« Écoute ton cœur et va. Le chemin d’un prêtre… autrement » de Christiane VIKA

Écoute ton cœur et va

« Mon bel amour, mon cher amour,

ma déchirure

Je te porte dans moi comme un

oiseau blessé

Et ceux-là sans savoir nous

regardent passer… »

Louis Aragon/Georges Brassens

Je termine le petit livre d’un bel amour. D’un amour interdit. Non qu’il soit inédit ou vécu sous le régime des mollahs. Un amour « normal », au vingt-et-unième siècle, en Occident. Mais un amour vécu entre une femme et un homme censé demeurer célibataire par vocation. C’est là qu’il aurait fallu choisir. Se donner tout à Dieu aurait dû exclure tout amour pour une femme. C’est là qu’ils ont failli. Je songe à cette mini-série, sulfureuse à sa sortie et qui connut un énorme succès : Les oiseaux se cachent pour mourir. Le père Ralph de Bricassart lutte contre la tentation. Par fidélité à sa vocation sacerdotale, avant de succomber à sa folle passion pour une femme. Un scandale hypocrite pour les âmes pures…

La question qui traverse Écoute ton cœur et va est simple et douloureuse à la fois : comment s’aimer lorsqu’on doit rester caché ? Mais c’est pourtant de liberté dont il s’agira, envers et contre tout. Envers et contre la Tradition catholique. Un livre-témoignage que l’autrice, médecin retraitée, a désiré écrire et partager après la mort de son tendre amour. Afin de briser le silence de l’hypocrisie et faire reconnaître une réalité toute simple : un homme peut parfaitement s’engager dans un ministère sacerdotal et aimer une femme, sans jamais faillir ni à l’un ni à l’autre. Et une femme a parfaitement le droit de vivre avec un prêtre, sans devoir renoncer à une vie de famille. En effet, l’amour humain ne permet-il pas de s’accomplir et de mieux comprendre autrui sur son propre chemin d’humanité ?
_ _ _ _ _
▸ Activité A: D'après le texte sur le livre Écoute ton cœur et va, quelle profession l'autrice exerçait-elle avant sa retraite ?
▸ Activité B: Rédigez la suite du texte sur le livre Écoute ton cœur et va, en partant de sa dernière phrase.
Les enregistrements constituent un matériau à part, distinct du texte sur le livre Écoute ton cœur et va.

▸ Extrait de données:
_ _ _ _ _
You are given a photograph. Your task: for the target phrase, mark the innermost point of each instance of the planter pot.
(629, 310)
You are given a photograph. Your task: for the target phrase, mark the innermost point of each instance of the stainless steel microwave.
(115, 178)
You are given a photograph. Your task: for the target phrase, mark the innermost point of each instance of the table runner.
_ _ _ _ _
▸ Résultat A: Elle était médecin.

▸ Résultat B:
Écoute ton cœur et va… Un livre qui parle d’amour et de souffrance. Pour elle, comme pour lui. Amour irrépressible qui se dévoile au fil des pages, de même que les souffrances partagées et surmontées. Chacun des quatorze chapitres du livre s’ouvre par un petit texte bien à propos, de Mannick à d’Ormesson, en passant par Brel, Barbara ou encore Aragon et Ferrat.

Ainsi, avec Mannick, tout vient, comme souvent, de l’enfance et d’un long silence… « Car moi aussi, je venais du fond de mon enfance. Et je venais de loin ! D’une enfance qui s’était fracassée contre la dureté de la vie, la vie des adultes », relate d’entrée de jeu notre autrice. Une vie familiale sans les gestes d’affection du père, seulement ses colères et les pleurs de sa mère. Elle aurait tant désiré une vie où elle n’aurait plus peur… Une vie familiale « hors norme » donc, mais où rien ne doit transparaître à l’extérieur. Alors, Christiane fera pareil au-dedans : « Cadenassée… Pas de larmes… Le silence… »

Avant de le rompre avec celui qu’elle rencontrera au scoutisme. C’est l’étincelle immédiate, mais discrète encore. Elle étudiante en médecine, âgée de vingt-deux ans. Lui, âgé de vingt-sept ans, ordonné prêtre voici à peine un an. « Je me confiai à toi. Tu compris tout : ce que je te dis et ce que je ne pus te dire, n’arrivant pas à le formuler… » Après l’amitié naissante et la confiance installée, après la mort du père, l’amour réciproque se déclare et la vie « commune » se fait évidence.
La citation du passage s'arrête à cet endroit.